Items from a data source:
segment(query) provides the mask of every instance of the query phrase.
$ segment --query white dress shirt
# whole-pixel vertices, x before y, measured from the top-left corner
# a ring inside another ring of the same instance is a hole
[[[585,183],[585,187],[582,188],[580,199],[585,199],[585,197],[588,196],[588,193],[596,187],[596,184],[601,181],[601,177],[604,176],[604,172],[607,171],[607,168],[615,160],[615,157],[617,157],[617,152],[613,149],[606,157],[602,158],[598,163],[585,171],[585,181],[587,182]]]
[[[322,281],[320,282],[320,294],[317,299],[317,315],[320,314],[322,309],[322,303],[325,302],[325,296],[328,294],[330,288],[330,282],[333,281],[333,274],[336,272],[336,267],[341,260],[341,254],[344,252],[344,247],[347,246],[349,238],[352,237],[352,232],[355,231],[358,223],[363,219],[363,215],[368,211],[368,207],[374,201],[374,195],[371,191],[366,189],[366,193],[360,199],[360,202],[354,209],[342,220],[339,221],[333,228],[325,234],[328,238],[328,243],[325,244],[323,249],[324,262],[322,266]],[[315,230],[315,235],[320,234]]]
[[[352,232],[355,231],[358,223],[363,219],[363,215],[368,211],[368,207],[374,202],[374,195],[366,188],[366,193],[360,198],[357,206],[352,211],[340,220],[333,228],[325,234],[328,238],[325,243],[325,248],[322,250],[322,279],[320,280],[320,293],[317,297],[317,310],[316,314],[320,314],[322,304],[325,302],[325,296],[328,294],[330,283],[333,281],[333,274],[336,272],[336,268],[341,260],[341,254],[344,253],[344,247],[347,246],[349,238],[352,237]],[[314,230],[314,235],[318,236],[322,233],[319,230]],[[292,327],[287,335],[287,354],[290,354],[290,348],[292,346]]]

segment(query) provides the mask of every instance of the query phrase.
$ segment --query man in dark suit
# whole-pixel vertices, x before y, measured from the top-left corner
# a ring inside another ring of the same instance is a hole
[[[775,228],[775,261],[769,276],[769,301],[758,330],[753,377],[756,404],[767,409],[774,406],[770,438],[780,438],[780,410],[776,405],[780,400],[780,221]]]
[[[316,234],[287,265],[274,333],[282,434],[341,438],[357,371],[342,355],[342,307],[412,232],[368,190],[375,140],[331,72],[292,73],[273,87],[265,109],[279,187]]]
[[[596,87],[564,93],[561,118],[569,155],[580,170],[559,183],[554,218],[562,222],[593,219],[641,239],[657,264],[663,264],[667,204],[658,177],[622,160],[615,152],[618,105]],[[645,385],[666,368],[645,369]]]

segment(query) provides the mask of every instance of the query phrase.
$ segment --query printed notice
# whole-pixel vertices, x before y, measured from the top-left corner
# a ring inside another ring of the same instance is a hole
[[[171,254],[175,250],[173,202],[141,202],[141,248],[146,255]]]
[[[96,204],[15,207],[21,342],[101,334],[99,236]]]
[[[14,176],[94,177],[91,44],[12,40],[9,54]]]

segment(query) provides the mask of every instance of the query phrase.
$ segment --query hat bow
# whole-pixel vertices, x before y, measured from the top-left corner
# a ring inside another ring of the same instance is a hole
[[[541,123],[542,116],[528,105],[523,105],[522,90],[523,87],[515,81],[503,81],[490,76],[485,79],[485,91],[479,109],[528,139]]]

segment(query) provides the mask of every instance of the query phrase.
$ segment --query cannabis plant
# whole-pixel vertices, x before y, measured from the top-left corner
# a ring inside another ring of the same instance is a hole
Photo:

▸ **What the task requires**
Write every entry out again, exactly as it stands.

▸ **Solution**
segment(query) provides the mask of every instance of the query phrase.
$ segment --query white dress shirt
# whole-pixel vertices, x before y, measured from the top-left corner
# a ring inside another ring of the same instance is a hole
[[[585,183],[585,187],[582,188],[580,199],[585,199],[585,197],[588,196],[588,193],[596,187],[596,184],[601,181],[601,177],[604,176],[604,172],[607,171],[607,168],[615,160],[615,157],[617,157],[617,152],[613,149],[606,157],[602,158],[598,163],[585,171],[585,181],[587,182]]]
[[[322,281],[320,282],[320,294],[317,299],[317,315],[320,314],[322,309],[322,303],[325,302],[325,296],[328,294],[330,288],[330,282],[333,281],[333,274],[336,272],[336,267],[341,260],[341,254],[344,252],[344,247],[347,246],[349,238],[352,237],[352,232],[355,231],[358,223],[363,219],[363,215],[368,211],[368,207],[374,201],[374,195],[371,191],[366,189],[366,193],[360,199],[360,202],[354,209],[342,220],[339,221],[333,228],[325,234],[328,238],[328,243],[325,244],[323,249],[324,262],[322,266]],[[315,230],[315,235],[320,234]]]
[[[352,232],[355,231],[358,223],[363,219],[363,215],[368,211],[368,207],[374,202],[374,195],[366,188],[366,193],[360,198],[357,206],[352,211],[340,220],[333,228],[325,234],[328,238],[325,243],[325,248],[322,250],[322,279],[320,280],[320,293],[317,297],[317,310],[316,314],[320,314],[322,304],[325,302],[325,296],[328,294],[330,283],[333,281],[333,274],[336,272],[336,268],[341,260],[341,254],[344,253],[344,247],[347,246],[349,238],[352,237]],[[314,230],[314,235],[318,236],[322,233],[319,230]],[[292,327],[287,335],[287,354],[290,354],[290,348],[292,346]]]

segment(query) provides the mask of every instance of the query phrase.
$ segment --query man in dark suit
# whole-pixel vertices, x before y, measured from the top-left corner
# a ring inside another ring of the same instance is a hole
[[[775,228],[775,261],[769,276],[769,301],[758,330],[753,377],[756,404],[767,409],[774,406],[770,438],[780,438],[780,410],[776,405],[780,400],[780,221]]]
[[[316,234],[287,265],[274,333],[282,434],[341,438],[357,371],[342,355],[342,307],[412,232],[368,190],[375,140],[331,72],[292,73],[273,87],[265,109],[279,187]]]
[[[596,87],[564,93],[561,118],[569,155],[580,170],[559,183],[554,218],[562,222],[593,219],[641,239],[657,264],[663,264],[667,204],[658,177],[622,160],[615,152],[618,105]],[[645,385],[666,368],[645,369]]]

segment(query) provides the mask of every instance of the query phrase.
$ segment --query printed notice
# whole-pixel vertices, x before y, measured from the top-left corner
# a ring inside another ring of the same instance is a hole
[[[171,254],[175,250],[173,202],[141,202],[141,248],[146,255]]]
[[[96,204],[15,207],[21,342],[101,334],[99,236]]]
[[[14,176],[94,177],[91,44],[12,40],[9,54]]]

segment(query) provides the mask of every instance of the query phrase.
$ segment --query hat bow
# whole-pixel vertices, x before y, measured from the top-left corner
# a ring inside another ring of the same instance is a hole
[[[541,123],[542,116],[528,105],[523,105],[522,90],[523,87],[515,81],[503,81],[490,76],[485,79],[485,91],[479,109],[528,139]]]

segment(query) provides the mask of every instance of the query phrase.
$ segment --query cannabis plant
# whole-pixel vertices, x before y, measured from the top-left corner
# a ring inside another ring of the same instance is a hole
Photo:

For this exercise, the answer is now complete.